____ Excerpt provided

In the High Middle Ages, new sources of education arose. Choir and grammar schools were designed to train priests, with an emphasis respectively on music and Latin grammar. The reorganisation of the church that began in the reign of David I (1124-53) gave the church a clearer diocesan and parochial structure, meaning that the seats of sheriffdoms, such as Perth, received schools that were usually under monastic patrons. Early examples of grammar schools include the High School of Glasgow in 1124 and the High School of Dundee in 1239. These were usually attached to cathedrals or a collegiate church. The newly created diocesan chancellors may have had authority over cathedral schools and schoolmasters within their diocese.
The new religious orders that became a major feature of Scottish monastic life in this period also brought new educational possibilities and the need to train larger numbers of monks. Benedictine and Augustinian foundations probably had almonry schools, charity schools using funds from the almoner to provide a type of bursary to educate young boys, who might enter the priesthood. At the Cluniac Paisley Abbey, secular chaplains were employed as schoolmasters. Some monasteries, including the Cistercian abbey at Kinloss, Sweetheart Abbey and Beauly, opened their doors to a wider range of students to teach the sons of gentlemen. St Andrews, which was both the seat of a bishop and the site of a major Augustinian foundation, had both a grammar school, under the archdeacon, and a song school, under the priory. The foundation of over 100 collegiate churches of secular priests between 1450 and the Reformation would have necessitated the training of large numbers of choristers. Sometimes, as at Lochwinnoch, they were taught both music and grammar. Dominican friars were noted for their educational achievements and were usually located in urban centres, probably teaching grammar, as at Glasgow and Ayr. The number and size of these schools seems to have expanded rapidly from the 1380s. By the end of the Middle Ages, grammar schools could be found in all the main burghs and some small towns.

________

(Required actions):
A. Using the passage on medieval Scottish schools, decide whether each statement agrees with it: (i) The High School of Dundee dates from 1239. (ii) At Paisley Abbey, monks served as schoolmasters. (iii) At St Andrews, the song school was under the archdeacon. Answer yes or no for each and quote the words that decide it.
B. According to the passage on medieval Scottish schools, from what decade did the number and size of these schools seem to expand rapidly?

____ Data excerpts

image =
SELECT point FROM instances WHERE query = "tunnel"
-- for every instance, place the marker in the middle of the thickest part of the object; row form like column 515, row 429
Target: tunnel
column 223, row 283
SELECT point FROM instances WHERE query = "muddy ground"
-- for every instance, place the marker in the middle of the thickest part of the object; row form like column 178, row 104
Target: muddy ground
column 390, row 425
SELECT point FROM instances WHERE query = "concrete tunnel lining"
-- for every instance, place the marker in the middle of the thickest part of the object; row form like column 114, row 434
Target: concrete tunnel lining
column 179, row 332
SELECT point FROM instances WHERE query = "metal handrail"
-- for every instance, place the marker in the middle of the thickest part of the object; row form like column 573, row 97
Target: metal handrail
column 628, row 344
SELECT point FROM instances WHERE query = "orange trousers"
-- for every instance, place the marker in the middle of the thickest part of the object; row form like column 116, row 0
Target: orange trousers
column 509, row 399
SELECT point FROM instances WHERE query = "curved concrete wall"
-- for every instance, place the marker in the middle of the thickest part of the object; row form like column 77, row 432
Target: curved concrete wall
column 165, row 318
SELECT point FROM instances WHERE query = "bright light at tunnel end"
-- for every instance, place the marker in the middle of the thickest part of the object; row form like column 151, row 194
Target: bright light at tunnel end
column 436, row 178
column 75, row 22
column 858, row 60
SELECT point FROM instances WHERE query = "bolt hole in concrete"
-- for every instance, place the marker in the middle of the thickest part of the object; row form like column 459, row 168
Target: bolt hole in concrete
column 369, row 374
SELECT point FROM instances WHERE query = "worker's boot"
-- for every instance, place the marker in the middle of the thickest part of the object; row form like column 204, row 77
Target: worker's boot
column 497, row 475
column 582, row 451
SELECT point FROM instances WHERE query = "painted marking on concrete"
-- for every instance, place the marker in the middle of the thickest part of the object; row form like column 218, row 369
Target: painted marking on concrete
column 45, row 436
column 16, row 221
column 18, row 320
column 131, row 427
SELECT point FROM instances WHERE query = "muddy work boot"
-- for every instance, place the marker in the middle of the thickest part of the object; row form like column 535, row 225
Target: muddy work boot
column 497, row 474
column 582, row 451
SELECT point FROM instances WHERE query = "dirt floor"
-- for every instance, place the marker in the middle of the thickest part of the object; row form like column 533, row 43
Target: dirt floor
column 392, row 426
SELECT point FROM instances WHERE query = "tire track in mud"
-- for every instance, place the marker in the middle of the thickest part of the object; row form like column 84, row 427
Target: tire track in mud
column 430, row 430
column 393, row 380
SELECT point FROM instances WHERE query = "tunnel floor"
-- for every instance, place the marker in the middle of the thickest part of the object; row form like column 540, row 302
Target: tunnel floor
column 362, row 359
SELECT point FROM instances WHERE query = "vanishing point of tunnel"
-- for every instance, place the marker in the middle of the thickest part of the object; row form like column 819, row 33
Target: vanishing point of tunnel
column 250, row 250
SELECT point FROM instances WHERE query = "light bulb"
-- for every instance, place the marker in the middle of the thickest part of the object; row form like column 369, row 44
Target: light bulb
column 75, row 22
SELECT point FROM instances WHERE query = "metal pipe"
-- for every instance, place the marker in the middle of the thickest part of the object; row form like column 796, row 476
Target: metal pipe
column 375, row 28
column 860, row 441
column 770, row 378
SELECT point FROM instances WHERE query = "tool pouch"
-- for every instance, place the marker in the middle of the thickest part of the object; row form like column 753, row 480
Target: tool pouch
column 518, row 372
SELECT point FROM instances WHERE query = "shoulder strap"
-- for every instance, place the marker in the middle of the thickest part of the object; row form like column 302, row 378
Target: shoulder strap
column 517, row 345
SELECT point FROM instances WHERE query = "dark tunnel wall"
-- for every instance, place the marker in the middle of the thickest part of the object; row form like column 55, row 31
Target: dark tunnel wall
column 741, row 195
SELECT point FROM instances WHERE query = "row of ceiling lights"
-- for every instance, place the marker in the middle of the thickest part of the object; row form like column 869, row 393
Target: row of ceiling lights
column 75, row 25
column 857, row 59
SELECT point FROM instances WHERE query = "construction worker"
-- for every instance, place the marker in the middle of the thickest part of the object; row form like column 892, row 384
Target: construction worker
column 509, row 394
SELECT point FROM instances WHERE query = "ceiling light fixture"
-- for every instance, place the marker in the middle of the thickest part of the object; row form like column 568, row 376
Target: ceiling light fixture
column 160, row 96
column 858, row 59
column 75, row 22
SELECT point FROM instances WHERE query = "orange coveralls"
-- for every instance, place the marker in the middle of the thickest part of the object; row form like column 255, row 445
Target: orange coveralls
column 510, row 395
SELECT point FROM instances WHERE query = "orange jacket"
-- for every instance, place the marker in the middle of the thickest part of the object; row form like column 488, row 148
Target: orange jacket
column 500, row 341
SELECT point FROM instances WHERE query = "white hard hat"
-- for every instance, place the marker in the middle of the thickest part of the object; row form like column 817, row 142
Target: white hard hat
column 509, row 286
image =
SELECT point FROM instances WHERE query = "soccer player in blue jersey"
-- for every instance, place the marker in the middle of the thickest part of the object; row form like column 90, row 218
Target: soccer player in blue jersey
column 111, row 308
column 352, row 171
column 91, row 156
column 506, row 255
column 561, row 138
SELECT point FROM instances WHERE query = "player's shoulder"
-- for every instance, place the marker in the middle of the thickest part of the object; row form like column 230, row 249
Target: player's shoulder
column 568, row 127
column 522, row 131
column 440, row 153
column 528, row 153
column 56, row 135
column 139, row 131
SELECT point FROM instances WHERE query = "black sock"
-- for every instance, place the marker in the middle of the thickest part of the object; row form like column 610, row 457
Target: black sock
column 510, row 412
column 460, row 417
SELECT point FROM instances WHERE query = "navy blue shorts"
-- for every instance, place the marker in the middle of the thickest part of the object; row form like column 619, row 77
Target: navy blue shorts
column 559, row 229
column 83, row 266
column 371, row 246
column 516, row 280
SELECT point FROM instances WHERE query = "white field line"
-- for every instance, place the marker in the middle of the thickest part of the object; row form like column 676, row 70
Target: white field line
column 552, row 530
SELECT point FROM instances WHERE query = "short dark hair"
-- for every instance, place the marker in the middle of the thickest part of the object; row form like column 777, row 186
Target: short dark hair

________

(Written answers):
A.
(i) Yes: "the High School of Dundee in 1239"
(ii) No: "secular chaplains were employed as schoolmasters"
(iii) No: "a grammar school, under the archdeacon, and a song school, under the priory"

B. From the 1380s.